Problem description:
Lay out the records below as a two-column CSV with the headers instruction and result, one row per record. Put each record's text and its answer in one quoted field each, and replace line breaks with spaces.

═══ Extracted records ═══

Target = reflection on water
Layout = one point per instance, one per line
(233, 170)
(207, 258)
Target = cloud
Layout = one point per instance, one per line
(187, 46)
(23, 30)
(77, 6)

═══

Reply:
instruction,result
"Target = reflection on water Layout = one point per instance, one per line","(233, 170) (207, 258)"
"Target = cloud Layout = one point per instance, one per line","(187, 46) (23, 30) (77, 6)"